> WHAT YOU NEED TO DO: Out of the data below, copy every line with the string "hawk".

*** Opening of GIVEN RECORDS ***

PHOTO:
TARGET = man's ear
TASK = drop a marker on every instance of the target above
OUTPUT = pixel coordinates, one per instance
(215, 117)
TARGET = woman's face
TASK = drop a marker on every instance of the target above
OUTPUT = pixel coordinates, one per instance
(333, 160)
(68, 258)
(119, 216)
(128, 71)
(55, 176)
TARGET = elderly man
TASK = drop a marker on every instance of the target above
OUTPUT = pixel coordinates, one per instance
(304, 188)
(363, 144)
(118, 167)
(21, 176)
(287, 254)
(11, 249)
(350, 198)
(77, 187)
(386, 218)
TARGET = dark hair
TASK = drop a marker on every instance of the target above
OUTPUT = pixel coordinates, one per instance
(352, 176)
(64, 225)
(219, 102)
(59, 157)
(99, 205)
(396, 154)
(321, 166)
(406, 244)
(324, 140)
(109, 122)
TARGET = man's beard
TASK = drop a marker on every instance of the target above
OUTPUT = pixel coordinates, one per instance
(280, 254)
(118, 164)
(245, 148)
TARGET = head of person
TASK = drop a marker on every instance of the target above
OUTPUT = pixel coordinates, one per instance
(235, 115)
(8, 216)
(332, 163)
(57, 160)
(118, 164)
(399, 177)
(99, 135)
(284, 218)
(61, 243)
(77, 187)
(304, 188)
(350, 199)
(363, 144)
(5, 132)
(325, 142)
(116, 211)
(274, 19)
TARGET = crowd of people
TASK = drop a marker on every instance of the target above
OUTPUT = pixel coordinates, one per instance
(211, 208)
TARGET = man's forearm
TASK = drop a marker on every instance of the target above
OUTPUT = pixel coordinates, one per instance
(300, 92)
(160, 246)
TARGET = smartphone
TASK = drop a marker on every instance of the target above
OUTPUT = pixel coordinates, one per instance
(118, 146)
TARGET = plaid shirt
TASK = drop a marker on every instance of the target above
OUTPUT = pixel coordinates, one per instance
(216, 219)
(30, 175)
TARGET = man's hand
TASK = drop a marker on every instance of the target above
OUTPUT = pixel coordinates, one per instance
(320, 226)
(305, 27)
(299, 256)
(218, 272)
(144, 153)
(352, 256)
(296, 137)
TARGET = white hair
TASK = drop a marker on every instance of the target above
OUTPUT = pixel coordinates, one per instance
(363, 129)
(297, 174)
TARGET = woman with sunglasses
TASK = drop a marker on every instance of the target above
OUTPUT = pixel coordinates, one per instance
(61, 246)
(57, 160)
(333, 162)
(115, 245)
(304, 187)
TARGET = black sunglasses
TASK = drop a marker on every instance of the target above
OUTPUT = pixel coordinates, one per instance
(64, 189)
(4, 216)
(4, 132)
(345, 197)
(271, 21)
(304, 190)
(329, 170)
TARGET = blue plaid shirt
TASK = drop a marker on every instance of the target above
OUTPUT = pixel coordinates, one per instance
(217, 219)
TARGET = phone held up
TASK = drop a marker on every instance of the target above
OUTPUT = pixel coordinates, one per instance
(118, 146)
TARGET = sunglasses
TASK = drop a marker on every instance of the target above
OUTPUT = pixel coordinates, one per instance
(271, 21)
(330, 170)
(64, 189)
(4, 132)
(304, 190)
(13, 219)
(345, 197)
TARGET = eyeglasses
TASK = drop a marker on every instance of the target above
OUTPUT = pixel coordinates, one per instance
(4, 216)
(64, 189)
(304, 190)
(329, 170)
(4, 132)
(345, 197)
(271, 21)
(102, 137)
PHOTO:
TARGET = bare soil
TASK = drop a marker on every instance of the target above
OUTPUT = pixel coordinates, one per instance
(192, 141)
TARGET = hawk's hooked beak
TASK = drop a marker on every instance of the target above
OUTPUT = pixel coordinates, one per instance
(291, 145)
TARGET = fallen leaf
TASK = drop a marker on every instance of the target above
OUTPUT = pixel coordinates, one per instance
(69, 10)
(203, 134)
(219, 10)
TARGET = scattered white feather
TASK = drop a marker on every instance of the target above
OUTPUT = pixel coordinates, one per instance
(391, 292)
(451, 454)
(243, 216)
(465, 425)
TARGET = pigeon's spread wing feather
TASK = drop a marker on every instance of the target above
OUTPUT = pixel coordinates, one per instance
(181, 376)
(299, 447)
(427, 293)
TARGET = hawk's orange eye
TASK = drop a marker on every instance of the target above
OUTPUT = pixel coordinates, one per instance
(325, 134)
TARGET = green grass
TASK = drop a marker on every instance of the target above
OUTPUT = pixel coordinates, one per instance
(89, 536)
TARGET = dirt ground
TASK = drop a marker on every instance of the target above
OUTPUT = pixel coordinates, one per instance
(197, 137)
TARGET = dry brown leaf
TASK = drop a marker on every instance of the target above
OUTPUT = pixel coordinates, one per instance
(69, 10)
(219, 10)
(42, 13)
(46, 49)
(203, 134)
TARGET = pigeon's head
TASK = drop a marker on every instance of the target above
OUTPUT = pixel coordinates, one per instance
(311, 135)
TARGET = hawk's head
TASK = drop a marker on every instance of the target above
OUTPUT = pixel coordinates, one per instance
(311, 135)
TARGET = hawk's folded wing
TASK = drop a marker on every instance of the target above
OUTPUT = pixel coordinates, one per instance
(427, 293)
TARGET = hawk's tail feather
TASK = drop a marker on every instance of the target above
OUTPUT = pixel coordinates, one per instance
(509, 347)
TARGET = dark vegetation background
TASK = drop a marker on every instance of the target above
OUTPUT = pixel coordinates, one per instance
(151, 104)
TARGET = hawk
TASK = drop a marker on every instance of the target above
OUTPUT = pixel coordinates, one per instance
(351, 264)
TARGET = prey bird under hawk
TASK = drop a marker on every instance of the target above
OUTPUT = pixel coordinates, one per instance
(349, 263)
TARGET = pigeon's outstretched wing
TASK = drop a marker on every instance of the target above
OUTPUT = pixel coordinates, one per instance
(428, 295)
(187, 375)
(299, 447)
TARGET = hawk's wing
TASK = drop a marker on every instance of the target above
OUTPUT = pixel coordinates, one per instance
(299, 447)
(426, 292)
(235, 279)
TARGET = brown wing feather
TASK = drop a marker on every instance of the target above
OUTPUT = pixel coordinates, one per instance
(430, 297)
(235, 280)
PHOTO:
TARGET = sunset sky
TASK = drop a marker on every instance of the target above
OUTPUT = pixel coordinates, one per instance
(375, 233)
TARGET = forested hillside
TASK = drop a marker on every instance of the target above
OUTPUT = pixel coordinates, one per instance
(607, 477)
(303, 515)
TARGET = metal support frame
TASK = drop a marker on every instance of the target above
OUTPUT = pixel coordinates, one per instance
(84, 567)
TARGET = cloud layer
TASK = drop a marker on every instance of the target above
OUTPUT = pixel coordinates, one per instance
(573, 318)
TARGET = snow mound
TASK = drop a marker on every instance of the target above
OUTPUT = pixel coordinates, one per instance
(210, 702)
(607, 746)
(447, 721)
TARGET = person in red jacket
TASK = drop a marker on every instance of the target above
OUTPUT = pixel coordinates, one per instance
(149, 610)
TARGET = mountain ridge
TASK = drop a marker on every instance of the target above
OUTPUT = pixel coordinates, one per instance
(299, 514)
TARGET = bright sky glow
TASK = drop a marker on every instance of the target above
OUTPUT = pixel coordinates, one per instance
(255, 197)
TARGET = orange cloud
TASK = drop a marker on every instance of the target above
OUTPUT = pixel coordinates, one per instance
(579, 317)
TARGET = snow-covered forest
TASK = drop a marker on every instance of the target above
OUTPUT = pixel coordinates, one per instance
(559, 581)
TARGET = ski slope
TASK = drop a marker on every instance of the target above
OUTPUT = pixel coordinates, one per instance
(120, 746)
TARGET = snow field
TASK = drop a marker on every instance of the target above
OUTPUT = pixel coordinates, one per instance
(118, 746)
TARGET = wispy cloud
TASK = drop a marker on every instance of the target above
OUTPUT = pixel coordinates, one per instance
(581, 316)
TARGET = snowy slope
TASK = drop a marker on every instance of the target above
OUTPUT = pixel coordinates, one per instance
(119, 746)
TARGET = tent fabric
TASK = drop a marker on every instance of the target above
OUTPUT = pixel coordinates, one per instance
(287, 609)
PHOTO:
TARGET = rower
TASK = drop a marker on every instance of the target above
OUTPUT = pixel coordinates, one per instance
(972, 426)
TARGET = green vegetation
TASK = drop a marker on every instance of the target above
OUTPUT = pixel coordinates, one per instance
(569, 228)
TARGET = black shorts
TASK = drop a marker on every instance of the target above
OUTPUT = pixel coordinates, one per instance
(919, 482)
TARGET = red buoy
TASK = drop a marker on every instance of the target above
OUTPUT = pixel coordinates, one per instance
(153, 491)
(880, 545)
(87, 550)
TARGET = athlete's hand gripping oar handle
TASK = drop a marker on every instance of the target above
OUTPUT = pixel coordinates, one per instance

*** Close of GIVEN RECORDS ***

> ANSWER FOR THE TASK:
TARGET = hawk's hooked beak
TARGET = hawk's orange eye
TARGET = hawk's head
TARGET = hawk's folded wing
TARGET = hawk's tail feather
TARGET = hawk
TARGET = prey bird under hawk
TARGET = hawk's wing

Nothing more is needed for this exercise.